- [Aim of the task]: Tally the lines in the data below that contain the string "blurred", with case counting. Reply with the number only.

★ ★ ★ ★ ★ ★ ★

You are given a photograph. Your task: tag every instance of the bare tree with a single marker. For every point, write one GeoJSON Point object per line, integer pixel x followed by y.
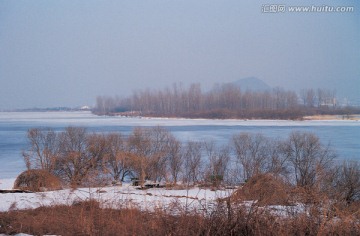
{"type": "Point", "coordinates": [75, 162]}
{"type": "Point", "coordinates": [307, 157]}
{"type": "Point", "coordinates": [175, 159]}
{"type": "Point", "coordinates": [347, 183]}
{"type": "Point", "coordinates": [218, 162]}
{"type": "Point", "coordinates": [117, 157]}
{"type": "Point", "coordinates": [252, 152]}
{"type": "Point", "coordinates": [42, 151]}
{"type": "Point", "coordinates": [151, 146]}
{"type": "Point", "coordinates": [192, 162]}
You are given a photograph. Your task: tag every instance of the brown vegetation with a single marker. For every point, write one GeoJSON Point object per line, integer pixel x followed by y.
{"type": "Point", "coordinates": [224, 101]}
{"type": "Point", "coordinates": [265, 189]}
{"type": "Point", "coordinates": [37, 181]}
{"type": "Point", "coordinates": [88, 218]}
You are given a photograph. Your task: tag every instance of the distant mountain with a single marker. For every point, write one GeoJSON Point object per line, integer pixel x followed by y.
{"type": "Point", "coordinates": [252, 83]}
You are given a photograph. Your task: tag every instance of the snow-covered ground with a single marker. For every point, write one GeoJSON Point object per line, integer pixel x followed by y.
{"type": "Point", "coordinates": [115, 197]}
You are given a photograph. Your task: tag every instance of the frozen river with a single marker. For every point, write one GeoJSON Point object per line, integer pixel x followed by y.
{"type": "Point", "coordinates": [343, 135]}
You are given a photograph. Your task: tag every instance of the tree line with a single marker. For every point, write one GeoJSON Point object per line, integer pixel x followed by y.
{"type": "Point", "coordinates": [223, 101]}
{"type": "Point", "coordinates": [81, 158]}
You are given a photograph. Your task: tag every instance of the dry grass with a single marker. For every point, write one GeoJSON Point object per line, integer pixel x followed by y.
{"type": "Point", "coordinates": [88, 218]}
{"type": "Point", "coordinates": [37, 181]}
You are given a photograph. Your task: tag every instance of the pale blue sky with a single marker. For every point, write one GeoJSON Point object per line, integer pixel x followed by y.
{"type": "Point", "coordinates": [65, 53]}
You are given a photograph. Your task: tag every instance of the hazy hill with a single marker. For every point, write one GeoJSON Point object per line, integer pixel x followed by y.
{"type": "Point", "coordinates": [252, 83]}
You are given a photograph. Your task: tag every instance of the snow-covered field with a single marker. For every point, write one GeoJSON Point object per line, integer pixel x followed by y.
{"type": "Point", "coordinates": [114, 197]}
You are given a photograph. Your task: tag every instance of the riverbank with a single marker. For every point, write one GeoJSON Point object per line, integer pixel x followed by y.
{"type": "Point", "coordinates": [333, 117]}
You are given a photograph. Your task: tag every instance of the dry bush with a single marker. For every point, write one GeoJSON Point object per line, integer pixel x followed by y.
{"type": "Point", "coordinates": [37, 181]}
{"type": "Point", "coordinates": [88, 218]}
{"type": "Point", "coordinates": [267, 189]}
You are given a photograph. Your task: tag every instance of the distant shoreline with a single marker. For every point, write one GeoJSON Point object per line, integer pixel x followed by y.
{"type": "Point", "coordinates": [355, 117]}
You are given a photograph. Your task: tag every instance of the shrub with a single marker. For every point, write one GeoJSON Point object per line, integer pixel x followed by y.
{"type": "Point", "coordinates": [37, 181]}
{"type": "Point", "coordinates": [267, 189]}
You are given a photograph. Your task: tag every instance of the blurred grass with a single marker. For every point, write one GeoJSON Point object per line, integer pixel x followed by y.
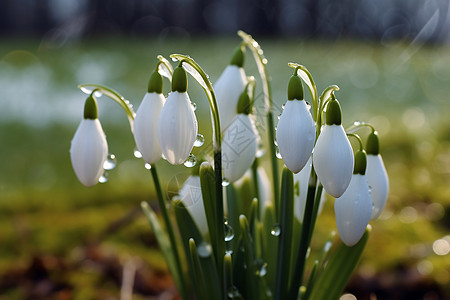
{"type": "Point", "coordinates": [402, 89]}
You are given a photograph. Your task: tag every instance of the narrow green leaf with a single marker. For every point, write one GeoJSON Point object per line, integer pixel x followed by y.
{"type": "Point", "coordinates": [164, 245]}
{"type": "Point", "coordinates": [341, 264]}
{"type": "Point", "coordinates": [285, 239]}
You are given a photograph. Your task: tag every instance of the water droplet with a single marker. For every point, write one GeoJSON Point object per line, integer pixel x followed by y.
{"type": "Point", "coordinates": [199, 141]}
{"type": "Point", "coordinates": [190, 161]}
{"type": "Point", "coordinates": [276, 230]}
{"type": "Point", "coordinates": [261, 267]}
{"type": "Point", "coordinates": [104, 178]}
{"type": "Point", "coordinates": [233, 292]}
{"type": "Point", "coordinates": [229, 232]}
{"type": "Point", "coordinates": [278, 154]}
{"type": "Point", "coordinates": [110, 162]}
{"type": "Point", "coordinates": [225, 182]}
{"type": "Point", "coordinates": [204, 249]}
{"type": "Point", "coordinates": [137, 153]}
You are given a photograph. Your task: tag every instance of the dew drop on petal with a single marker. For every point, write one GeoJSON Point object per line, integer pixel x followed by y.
{"type": "Point", "coordinates": [276, 230]}
{"type": "Point", "coordinates": [199, 141]}
{"type": "Point", "coordinates": [225, 182]}
{"type": "Point", "coordinates": [104, 178]}
{"type": "Point", "coordinates": [110, 162]}
{"type": "Point", "coordinates": [204, 249]}
{"type": "Point", "coordinates": [190, 161]}
{"type": "Point", "coordinates": [137, 153]}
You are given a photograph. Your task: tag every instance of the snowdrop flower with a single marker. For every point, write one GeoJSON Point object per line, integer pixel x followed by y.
{"type": "Point", "coordinates": [146, 120]}
{"type": "Point", "coordinates": [296, 131]}
{"type": "Point", "coordinates": [354, 208]}
{"type": "Point", "coordinates": [177, 124]}
{"type": "Point", "coordinates": [333, 155]}
{"type": "Point", "coordinates": [191, 196]}
{"type": "Point", "coordinates": [229, 87]}
{"type": "Point", "coordinates": [240, 142]}
{"type": "Point", "coordinates": [376, 175]}
{"type": "Point", "coordinates": [89, 149]}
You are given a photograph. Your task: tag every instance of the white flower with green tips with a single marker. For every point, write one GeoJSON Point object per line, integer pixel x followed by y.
{"type": "Point", "coordinates": [89, 149]}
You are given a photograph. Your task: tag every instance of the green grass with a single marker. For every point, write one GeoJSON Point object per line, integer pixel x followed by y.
{"type": "Point", "coordinates": [402, 90]}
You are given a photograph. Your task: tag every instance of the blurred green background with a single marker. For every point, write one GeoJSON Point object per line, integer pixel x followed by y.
{"type": "Point", "coordinates": [77, 239]}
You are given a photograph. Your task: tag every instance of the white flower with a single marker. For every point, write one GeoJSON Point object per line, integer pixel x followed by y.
{"type": "Point", "coordinates": [301, 180]}
{"type": "Point", "coordinates": [191, 196]}
{"type": "Point", "coordinates": [88, 151]}
{"type": "Point", "coordinates": [353, 210]}
{"type": "Point", "coordinates": [146, 127]}
{"type": "Point", "coordinates": [296, 134]}
{"type": "Point", "coordinates": [177, 128]}
{"type": "Point", "coordinates": [333, 159]}
{"type": "Point", "coordinates": [239, 145]}
{"type": "Point", "coordinates": [378, 182]}
{"type": "Point", "coordinates": [228, 88]}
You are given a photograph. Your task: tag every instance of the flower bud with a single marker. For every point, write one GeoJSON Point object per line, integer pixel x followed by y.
{"type": "Point", "coordinates": [239, 145]}
{"type": "Point", "coordinates": [333, 155]}
{"type": "Point", "coordinates": [353, 210]}
{"type": "Point", "coordinates": [296, 132]}
{"type": "Point", "coordinates": [89, 149]}
{"type": "Point", "coordinates": [376, 176]}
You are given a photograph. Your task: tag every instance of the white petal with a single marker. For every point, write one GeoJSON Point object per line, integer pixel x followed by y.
{"type": "Point", "coordinates": [191, 196]}
{"type": "Point", "coordinates": [228, 88]}
{"type": "Point", "coordinates": [296, 135]}
{"type": "Point", "coordinates": [177, 128]}
{"type": "Point", "coordinates": [353, 210]}
{"type": "Point", "coordinates": [239, 147]}
{"type": "Point", "coordinates": [378, 182]}
{"type": "Point", "coordinates": [88, 151]}
{"type": "Point", "coordinates": [333, 159]}
{"type": "Point", "coordinates": [146, 127]}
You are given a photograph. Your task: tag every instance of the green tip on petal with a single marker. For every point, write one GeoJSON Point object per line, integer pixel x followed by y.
{"type": "Point", "coordinates": [295, 88]}
{"type": "Point", "coordinates": [238, 57]}
{"type": "Point", "coordinates": [179, 80]}
{"type": "Point", "coordinates": [334, 113]}
{"type": "Point", "coordinates": [155, 84]}
{"type": "Point", "coordinates": [373, 145]}
{"type": "Point", "coordinates": [90, 108]}
{"type": "Point", "coordinates": [360, 162]}
{"type": "Point", "coordinates": [244, 103]}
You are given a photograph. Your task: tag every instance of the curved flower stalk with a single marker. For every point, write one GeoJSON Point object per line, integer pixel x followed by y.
{"type": "Point", "coordinates": [229, 87]}
{"type": "Point", "coordinates": [354, 208]}
{"type": "Point", "coordinates": [89, 149]}
{"type": "Point", "coordinates": [376, 175]}
{"type": "Point", "coordinates": [296, 131]}
{"type": "Point", "coordinates": [240, 141]}
{"type": "Point", "coordinates": [333, 155]}
{"type": "Point", "coordinates": [146, 120]}
{"type": "Point", "coordinates": [177, 124]}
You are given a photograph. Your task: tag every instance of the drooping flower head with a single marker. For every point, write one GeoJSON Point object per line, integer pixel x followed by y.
{"type": "Point", "coordinates": [146, 120]}
{"type": "Point", "coordinates": [296, 132]}
{"type": "Point", "coordinates": [240, 141]}
{"type": "Point", "coordinates": [376, 175]}
{"type": "Point", "coordinates": [177, 124]}
{"type": "Point", "coordinates": [229, 87]}
{"type": "Point", "coordinates": [354, 208]}
{"type": "Point", "coordinates": [89, 149]}
{"type": "Point", "coordinates": [333, 155]}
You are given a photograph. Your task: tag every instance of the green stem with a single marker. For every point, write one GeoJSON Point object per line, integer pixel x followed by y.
{"type": "Point", "coordinates": [261, 63]}
{"type": "Point", "coordinates": [169, 228]}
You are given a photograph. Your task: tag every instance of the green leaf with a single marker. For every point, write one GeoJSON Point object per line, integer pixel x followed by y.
{"type": "Point", "coordinates": [341, 264]}
{"type": "Point", "coordinates": [164, 245]}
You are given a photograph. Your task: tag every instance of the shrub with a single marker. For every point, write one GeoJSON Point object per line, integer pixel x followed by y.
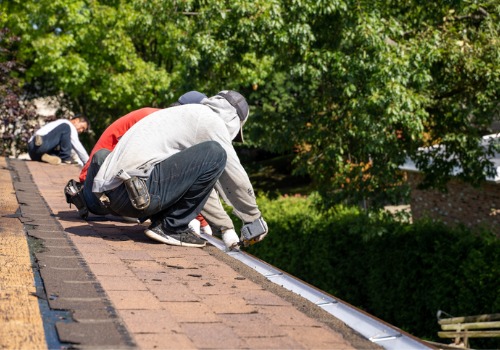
{"type": "Point", "coordinates": [400, 272]}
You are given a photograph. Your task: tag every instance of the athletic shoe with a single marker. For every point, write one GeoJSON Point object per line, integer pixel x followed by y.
{"type": "Point", "coordinates": [195, 225]}
{"type": "Point", "coordinates": [185, 238]}
{"type": "Point", "coordinates": [54, 160]}
{"type": "Point", "coordinates": [70, 162]}
{"type": "Point", "coordinates": [38, 140]}
{"type": "Point", "coordinates": [206, 230]}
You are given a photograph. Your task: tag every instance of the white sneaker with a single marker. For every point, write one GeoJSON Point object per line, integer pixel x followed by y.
{"type": "Point", "coordinates": [206, 230]}
{"type": "Point", "coordinates": [195, 225]}
{"type": "Point", "coordinates": [231, 239]}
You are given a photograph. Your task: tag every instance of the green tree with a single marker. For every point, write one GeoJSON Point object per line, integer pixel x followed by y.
{"type": "Point", "coordinates": [351, 88]}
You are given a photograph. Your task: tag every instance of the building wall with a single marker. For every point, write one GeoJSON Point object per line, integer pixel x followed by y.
{"type": "Point", "coordinates": [473, 207]}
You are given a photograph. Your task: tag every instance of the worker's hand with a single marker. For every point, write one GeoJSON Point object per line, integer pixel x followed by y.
{"type": "Point", "coordinates": [230, 239]}
{"type": "Point", "coordinates": [254, 232]}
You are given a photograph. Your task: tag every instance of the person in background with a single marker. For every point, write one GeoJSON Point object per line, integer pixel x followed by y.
{"type": "Point", "coordinates": [55, 142]}
{"type": "Point", "coordinates": [166, 167]}
{"type": "Point", "coordinates": [106, 143]}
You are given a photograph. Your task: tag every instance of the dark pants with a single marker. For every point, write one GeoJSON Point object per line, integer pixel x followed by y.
{"type": "Point", "coordinates": [57, 143]}
{"type": "Point", "coordinates": [93, 203]}
{"type": "Point", "coordinates": [179, 186]}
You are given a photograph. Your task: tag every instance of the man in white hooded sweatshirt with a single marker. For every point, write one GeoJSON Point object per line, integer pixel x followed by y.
{"type": "Point", "coordinates": [180, 154]}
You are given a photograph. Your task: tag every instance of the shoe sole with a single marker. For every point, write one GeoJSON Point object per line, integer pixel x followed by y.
{"type": "Point", "coordinates": [169, 240]}
{"type": "Point", "coordinates": [47, 158]}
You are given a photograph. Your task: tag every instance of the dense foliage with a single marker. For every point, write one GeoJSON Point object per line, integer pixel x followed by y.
{"type": "Point", "coordinates": [402, 273]}
{"type": "Point", "coordinates": [18, 117]}
{"type": "Point", "coordinates": [351, 88]}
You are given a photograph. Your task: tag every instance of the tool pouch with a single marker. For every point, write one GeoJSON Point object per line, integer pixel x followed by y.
{"type": "Point", "coordinates": [137, 192]}
{"type": "Point", "coordinates": [74, 195]}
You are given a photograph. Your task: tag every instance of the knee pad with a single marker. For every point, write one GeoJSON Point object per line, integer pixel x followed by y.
{"type": "Point", "coordinates": [74, 195]}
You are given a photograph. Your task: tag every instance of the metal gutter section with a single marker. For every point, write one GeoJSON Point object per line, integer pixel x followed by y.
{"type": "Point", "coordinates": [375, 330]}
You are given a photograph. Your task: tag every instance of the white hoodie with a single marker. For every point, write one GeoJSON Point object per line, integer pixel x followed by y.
{"type": "Point", "coordinates": [168, 131]}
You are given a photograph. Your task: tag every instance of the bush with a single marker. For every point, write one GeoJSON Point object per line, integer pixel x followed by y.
{"type": "Point", "coordinates": [400, 272]}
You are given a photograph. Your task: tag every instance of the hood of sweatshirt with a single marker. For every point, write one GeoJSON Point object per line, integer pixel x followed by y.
{"type": "Point", "coordinates": [226, 112]}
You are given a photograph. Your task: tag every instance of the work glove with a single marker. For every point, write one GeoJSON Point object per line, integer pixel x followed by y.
{"type": "Point", "coordinates": [231, 240]}
{"type": "Point", "coordinates": [253, 232]}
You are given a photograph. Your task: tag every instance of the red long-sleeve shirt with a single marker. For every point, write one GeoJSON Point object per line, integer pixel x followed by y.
{"type": "Point", "coordinates": [114, 132]}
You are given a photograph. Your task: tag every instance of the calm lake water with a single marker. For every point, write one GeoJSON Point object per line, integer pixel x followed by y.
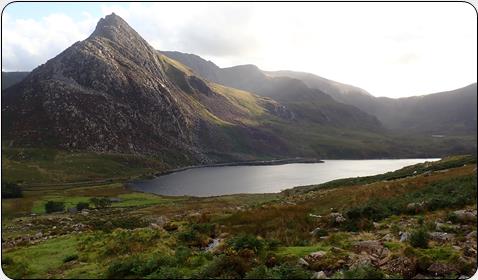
{"type": "Point", "coordinates": [212, 181]}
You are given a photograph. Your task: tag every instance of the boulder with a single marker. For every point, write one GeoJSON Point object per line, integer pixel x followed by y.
{"type": "Point", "coordinates": [416, 207]}
{"type": "Point", "coordinates": [318, 232]}
{"type": "Point", "coordinates": [303, 262]}
{"type": "Point", "coordinates": [317, 255]}
{"type": "Point", "coordinates": [387, 237]}
{"type": "Point", "coordinates": [319, 275]}
{"type": "Point", "coordinates": [404, 236]}
{"type": "Point", "coordinates": [371, 247]}
{"type": "Point", "coordinates": [402, 265]}
{"type": "Point", "coordinates": [465, 216]}
{"type": "Point", "coordinates": [442, 236]}
{"type": "Point", "coordinates": [337, 217]}
{"type": "Point", "coordinates": [471, 235]}
{"type": "Point", "coordinates": [441, 269]}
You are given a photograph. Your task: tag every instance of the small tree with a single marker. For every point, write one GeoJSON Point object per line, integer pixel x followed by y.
{"type": "Point", "coordinates": [54, 206]}
{"type": "Point", "coordinates": [100, 202]}
{"type": "Point", "coordinates": [11, 190]}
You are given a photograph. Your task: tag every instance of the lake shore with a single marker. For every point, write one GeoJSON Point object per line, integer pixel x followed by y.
{"type": "Point", "coordinates": [243, 163]}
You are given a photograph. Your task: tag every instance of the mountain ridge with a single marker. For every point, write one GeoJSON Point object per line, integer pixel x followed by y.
{"type": "Point", "coordinates": [400, 115]}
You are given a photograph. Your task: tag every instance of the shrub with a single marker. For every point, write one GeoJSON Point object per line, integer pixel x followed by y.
{"type": "Point", "coordinates": [11, 190]}
{"type": "Point", "coordinates": [82, 205]}
{"type": "Point", "coordinates": [70, 258]}
{"type": "Point", "coordinates": [246, 241]}
{"type": "Point", "coordinates": [290, 271]}
{"type": "Point", "coordinates": [206, 228]}
{"type": "Point", "coordinates": [419, 238]}
{"type": "Point", "coordinates": [272, 244]}
{"type": "Point", "coordinates": [54, 206]}
{"type": "Point", "coordinates": [262, 272]}
{"type": "Point", "coordinates": [122, 268]}
{"type": "Point", "coordinates": [363, 272]}
{"type": "Point", "coordinates": [191, 238]}
{"type": "Point", "coordinates": [182, 254]}
{"type": "Point", "coordinates": [225, 267]}
{"type": "Point", "coordinates": [168, 272]}
{"type": "Point", "coordinates": [7, 261]}
{"type": "Point", "coordinates": [15, 269]}
{"type": "Point", "coordinates": [100, 202]}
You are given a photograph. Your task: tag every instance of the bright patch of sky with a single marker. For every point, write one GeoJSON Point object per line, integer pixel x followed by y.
{"type": "Point", "coordinates": [388, 49]}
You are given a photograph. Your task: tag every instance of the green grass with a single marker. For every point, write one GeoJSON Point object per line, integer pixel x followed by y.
{"type": "Point", "coordinates": [41, 258]}
{"type": "Point", "coordinates": [300, 251]}
{"type": "Point", "coordinates": [43, 165]}
{"type": "Point", "coordinates": [134, 199]}
{"type": "Point", "coordinates": [417, 169]}
{"type": "Point", "coordinates": [144, 199]}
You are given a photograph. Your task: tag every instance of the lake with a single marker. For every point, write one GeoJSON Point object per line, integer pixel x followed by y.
{"type": "Point", "coordinates": [212, 181]}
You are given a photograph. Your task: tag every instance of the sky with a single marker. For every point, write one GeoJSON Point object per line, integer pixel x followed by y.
{"type": "Point", "coordinates": [389, 49]}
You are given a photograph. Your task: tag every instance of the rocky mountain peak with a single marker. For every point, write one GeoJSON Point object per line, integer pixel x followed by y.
{"type": "Point", "coordinates": [116, 29]}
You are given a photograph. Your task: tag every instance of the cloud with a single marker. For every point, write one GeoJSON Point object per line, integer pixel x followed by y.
{"type": "Point", "coordinates": [391, 49]}
{"type": "Point", "coordinates": [28, 43]}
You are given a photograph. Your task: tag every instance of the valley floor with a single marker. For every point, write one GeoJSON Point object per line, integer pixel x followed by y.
{"type": "Point", "coordinates": [417, 222]}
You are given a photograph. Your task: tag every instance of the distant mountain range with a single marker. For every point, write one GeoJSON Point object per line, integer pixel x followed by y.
{"type": "Point", "coordinates": [447, 113]}
{"type": "Point", "coordinates": [114, 93]}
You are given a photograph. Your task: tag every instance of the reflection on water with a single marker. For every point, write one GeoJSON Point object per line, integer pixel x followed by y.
{"type": "Point", "coordinates": [210, 181]}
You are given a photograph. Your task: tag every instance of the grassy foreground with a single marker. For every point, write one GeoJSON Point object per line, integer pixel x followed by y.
{"type": "Point", "coordinates": [419, 221]}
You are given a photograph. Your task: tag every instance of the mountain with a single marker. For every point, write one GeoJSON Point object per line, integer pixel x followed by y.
{"type": "Point", "coordinates": [114, 93]}
{"type": "Point", "coordinates": [11, 78]}
{"type": "Point", "coordinates": [447, 113]}
{"type": "Point", "coordinates": [307, 103]}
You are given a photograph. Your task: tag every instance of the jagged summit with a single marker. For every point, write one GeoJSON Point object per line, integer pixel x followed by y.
{"type": "Point", "coordinates": [116, 29]}
{"type": "Point", "coordinates": [111, 25]}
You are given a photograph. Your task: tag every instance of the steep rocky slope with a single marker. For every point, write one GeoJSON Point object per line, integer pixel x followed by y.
{"type": "Point", "coordinates": [450, 113]}
{"type": "Point", "coordinates": [114, 93]}
{"type": "Point", "coordinates": [11, 78]}
{"type": "Point", "coordinates": [311, 104]}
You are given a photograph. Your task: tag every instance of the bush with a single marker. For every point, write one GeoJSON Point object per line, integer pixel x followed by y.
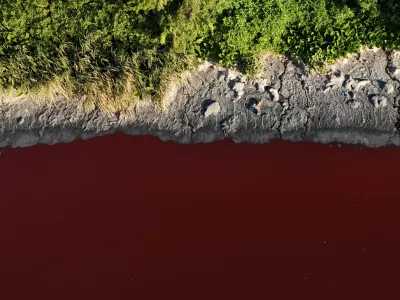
{"type": "Point", "coordinates": [130, 47]}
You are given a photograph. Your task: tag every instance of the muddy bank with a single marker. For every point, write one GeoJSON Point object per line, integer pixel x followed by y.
{"type": "Point", "coordinates": [354, 102]}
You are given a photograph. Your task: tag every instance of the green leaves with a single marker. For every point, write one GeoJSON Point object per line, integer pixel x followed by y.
{"type": "Point", "coordinates": [103, 34]}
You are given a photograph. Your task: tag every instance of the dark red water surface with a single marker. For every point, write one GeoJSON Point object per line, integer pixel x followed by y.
{"type": "Point", "coordinates": [135, 218]}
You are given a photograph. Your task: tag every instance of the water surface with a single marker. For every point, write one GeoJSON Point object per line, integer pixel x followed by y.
{"type": "Point", "coordinates": [124, 217]}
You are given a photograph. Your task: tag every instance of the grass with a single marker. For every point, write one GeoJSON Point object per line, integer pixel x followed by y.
{"type": "Point", "coordinates": [115, 52]}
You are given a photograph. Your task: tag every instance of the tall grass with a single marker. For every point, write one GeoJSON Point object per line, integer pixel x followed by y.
{"type": "Point", "coordinates": [115, 52]}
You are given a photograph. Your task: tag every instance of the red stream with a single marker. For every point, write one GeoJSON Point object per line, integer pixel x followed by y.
{"type": "Point", "coordinates": [124, 217]}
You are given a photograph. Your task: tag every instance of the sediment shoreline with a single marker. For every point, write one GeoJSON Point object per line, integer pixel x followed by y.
{"type": "Point", "coordinates": [354, 102]}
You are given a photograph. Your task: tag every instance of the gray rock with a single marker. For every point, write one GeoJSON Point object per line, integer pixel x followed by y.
{"type": "Point", "coordinates": [355, 104]}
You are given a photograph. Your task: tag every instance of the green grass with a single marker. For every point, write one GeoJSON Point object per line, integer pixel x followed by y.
{"type": "Point", "coordinates": [121, 50]}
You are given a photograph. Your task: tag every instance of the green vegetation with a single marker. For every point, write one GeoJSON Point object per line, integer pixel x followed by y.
{"type": "Point", "coordinates": [126, 49]}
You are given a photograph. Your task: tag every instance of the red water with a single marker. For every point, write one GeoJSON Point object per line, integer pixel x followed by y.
{"type": "Point", "coordinates": [135, 218]}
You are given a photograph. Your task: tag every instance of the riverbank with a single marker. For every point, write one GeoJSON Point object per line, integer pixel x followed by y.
{"type": "Point", "coordinates": [355, 101]}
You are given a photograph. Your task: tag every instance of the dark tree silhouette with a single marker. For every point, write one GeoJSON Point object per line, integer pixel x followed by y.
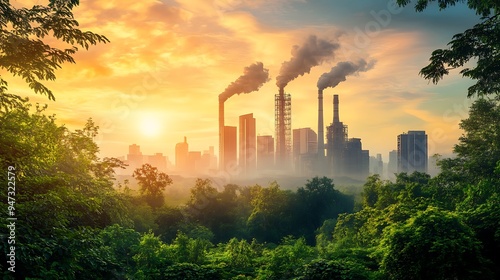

★ ★ ★ ★ ★ ★ ★

- [Response for this exercise]: 2